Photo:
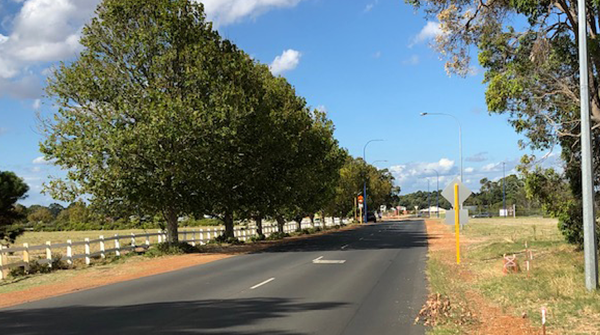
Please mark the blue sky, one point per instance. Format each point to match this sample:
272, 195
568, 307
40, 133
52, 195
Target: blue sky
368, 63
* * *
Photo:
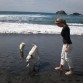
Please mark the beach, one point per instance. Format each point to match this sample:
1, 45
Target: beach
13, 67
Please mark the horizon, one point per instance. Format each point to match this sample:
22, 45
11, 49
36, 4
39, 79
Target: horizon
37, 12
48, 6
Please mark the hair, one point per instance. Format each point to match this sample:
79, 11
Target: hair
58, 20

### Work required:
Gather every line of the material above that contains the word "instance", with case counting, and copy each one in full.

### Full solution:
Please mark the blue sky, one point per instance. Format each point to match this sample:
Please mark the beach, one point per instance. Format each point to match this sample:
Please mark the horizon, one point per instance. Format each point to match this sample:
Please mark the hair, one point per instance. Format each point to match this sample:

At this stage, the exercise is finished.